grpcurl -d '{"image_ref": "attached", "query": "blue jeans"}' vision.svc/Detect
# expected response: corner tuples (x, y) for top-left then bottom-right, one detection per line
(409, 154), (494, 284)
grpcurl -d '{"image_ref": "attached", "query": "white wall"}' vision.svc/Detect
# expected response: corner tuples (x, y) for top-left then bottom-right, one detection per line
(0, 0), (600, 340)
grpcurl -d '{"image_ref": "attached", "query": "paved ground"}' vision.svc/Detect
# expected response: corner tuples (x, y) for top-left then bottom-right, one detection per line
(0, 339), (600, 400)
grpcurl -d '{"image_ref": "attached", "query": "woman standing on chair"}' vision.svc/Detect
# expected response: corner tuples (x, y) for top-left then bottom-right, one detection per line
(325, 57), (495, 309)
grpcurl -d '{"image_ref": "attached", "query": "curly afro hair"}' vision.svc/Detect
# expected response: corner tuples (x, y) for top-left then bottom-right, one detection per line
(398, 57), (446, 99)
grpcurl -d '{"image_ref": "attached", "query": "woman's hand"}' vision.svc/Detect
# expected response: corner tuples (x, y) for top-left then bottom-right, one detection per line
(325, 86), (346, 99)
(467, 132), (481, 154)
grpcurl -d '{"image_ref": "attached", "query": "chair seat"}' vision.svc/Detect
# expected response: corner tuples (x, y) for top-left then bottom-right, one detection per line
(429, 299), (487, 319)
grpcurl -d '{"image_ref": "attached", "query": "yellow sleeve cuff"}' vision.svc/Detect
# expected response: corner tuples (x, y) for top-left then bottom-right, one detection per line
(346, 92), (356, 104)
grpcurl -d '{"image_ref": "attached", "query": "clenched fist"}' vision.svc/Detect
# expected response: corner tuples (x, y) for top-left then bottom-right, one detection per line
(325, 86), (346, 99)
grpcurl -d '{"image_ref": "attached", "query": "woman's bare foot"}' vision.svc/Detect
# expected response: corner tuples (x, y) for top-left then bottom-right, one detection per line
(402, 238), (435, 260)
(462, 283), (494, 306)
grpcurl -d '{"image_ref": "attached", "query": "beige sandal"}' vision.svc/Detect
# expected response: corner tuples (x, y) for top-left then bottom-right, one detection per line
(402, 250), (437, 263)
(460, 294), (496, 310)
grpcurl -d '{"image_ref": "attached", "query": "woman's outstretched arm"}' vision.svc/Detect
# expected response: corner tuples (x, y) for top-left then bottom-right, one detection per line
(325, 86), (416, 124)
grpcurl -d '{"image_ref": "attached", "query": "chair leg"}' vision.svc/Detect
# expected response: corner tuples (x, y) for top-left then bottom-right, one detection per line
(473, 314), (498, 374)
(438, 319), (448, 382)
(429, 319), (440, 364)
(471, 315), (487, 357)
********************
> [PROBLEM REQUIREMENTS]:
Rewrite all of the lines above, swapping each "expected response" for "anticipated reply" and keeping everything else the same.

> [COMPLETE OUTPUT]:
grpcurl -d '{"image_ref": "attached", "query": "blue jeans"}' vision.svc/Detect
# anticipated reply: corner tuples (x, y) for top-left then bottom-right, one detection per line
(409, 154), (494, 284)
grpcurl -d '{"image_ref": "attached", "query": "white wall"}' vision.svc/Detect
# anticipated reply: corner tuples (x, y) for top-left then bottom-right, one detection per line
(0, 0), (600, 340)
grpcurl -d '{"image_ref": "attached", "query": "paved ground"}' vision.svc/Detect
# anticipated reply: corner tuples (x, y) for top-left then bottom-right, one detection per line
(0, 339), (600, 400)
grpcurl -d '{"image_ref": "attached", "query": "woman standing on chair"}' vision.svc/Detect
# anticipated reply: corner tuples (x, y) for top-left then bottom-right, one detection per line
(325, 57), (495, 309)
grpcurl -d '{"image_ref": "attached", "query": "curly afro hair"}' vision.svc/Detect
# anticipated reply: corner tuples (x, y) for top-left then bottom-right, one detection per line
(398, 57), (446, 99)
grpcurl -d '{"image_ref": "attached", "query": "woman's hand"}' vision.svc/Detect
# anticipated reply: corner tuples (x, y) for top-left then bottom-right, one detection per line
(325, 86), (346, 99)
(467, 132), (481, 154)
grpcurl -d '{"image_ref": "attached", "query": "chair seat"}' vision.svc/Detect
# anticipated reply: corner tuples (x, y) for top-left then bottom-right, one detection per line
(429, 299), (487, 319)
grpcurl -d '{"image_ref": "attached", "query": "yellow sleeve cuff"}' vision.svc/Detect
# anticipated reply: corner tuples (x, y) for top-left then bottom-right, one detection per line
(346, 92), (356, 104)
grpcurl -d '{"image_ref": "attached", "query": "clenched fist"}' vision.svc/Detect
# anticipated reply: corner tuples (x, y) for top-left then bottom-right, one detection per line
(325, 86), (346, 99)
grpcurl -d '{"image_ref": "attached", "query": "woman's bare foot"}' vision.svc/Detect
# anticipated reply: corner tuples (x, y) for top-left then bottom-right, one detection per line
(402, 238), (435, 260)
(462, 283), (494, 306)
grpcurl -d '{"image_ref": "attached", "query": "beige sandal"}' vision.svc/Detect
# anticipated reply: corner tuples (x, y) for top-left then bottom-right, one detection per line
(402, 250), (437, 263)
(460, 294), (496, 310)
grpcurl -d '{"image_ref": "attached", "query": "woman's outstretched arm"}' vision.svc/Detect
# anticipated reply: corner tuples (x, y) for top-left then bottom-right, one detection per line
(325, 86), (416, 124)
grpcurl -d '{"image_ref": "attached", "query": "chair leg"}' vision.svc/Detect
# anticipated reply: corner tuples (x, y) for top-left then bottom-right, one detection per line
(473, 314), (498, 374)
(438, 319), (448, 382)
(429, 319), (440, 364)
(471, 315), (487, 357)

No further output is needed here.